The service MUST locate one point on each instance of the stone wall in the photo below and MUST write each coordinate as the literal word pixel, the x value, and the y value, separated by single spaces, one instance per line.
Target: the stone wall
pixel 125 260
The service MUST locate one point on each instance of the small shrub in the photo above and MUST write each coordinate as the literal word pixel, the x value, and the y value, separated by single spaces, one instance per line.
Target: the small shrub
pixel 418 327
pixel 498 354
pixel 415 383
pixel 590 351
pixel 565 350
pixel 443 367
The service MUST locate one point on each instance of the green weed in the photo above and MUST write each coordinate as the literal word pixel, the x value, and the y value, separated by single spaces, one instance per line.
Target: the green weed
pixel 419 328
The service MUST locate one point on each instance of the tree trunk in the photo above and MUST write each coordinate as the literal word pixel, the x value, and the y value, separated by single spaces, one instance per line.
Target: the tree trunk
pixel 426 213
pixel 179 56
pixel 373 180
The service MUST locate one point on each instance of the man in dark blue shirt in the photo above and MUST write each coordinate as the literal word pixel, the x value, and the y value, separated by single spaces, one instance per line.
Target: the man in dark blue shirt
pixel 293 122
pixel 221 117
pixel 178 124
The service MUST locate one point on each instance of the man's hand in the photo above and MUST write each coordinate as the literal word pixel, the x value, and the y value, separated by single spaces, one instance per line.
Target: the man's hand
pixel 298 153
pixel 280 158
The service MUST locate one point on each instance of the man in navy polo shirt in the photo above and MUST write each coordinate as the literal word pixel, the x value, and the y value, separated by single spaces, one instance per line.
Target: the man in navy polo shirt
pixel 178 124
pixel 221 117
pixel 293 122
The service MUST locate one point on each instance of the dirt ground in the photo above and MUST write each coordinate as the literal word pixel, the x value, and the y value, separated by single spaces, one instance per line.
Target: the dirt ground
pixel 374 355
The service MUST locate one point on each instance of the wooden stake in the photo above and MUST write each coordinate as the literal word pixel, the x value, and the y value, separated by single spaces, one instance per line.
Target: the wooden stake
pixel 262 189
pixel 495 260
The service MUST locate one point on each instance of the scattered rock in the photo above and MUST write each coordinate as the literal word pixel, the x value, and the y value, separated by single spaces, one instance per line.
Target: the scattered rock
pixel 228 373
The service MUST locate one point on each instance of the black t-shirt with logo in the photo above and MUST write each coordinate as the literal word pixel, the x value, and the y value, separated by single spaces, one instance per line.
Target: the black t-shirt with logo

══════

• **Activity**
Repeat exactly, and only, the lines from the one containing "Target: the wooden stake" through the last line above.

• **Reply to the exercise**
Target: the wooden stake
pixel 262 189
pixel 495 260
The service MUST locate one point on each instance of the scattered rock in the photo above and MUST write each coordinate as the literal word pixel, the x value, and the y value, separated by single spaces, one instance per line.
Target: the scattered rock
pixel 228 373
The service MUST locate one point on each instance of the black t-shirt with logo in the photo above and MUST write each coordinate as the literal word pixel, the x value, and the y value, separated by single spaces, one instance per line.
Target: the black t-shirt with logo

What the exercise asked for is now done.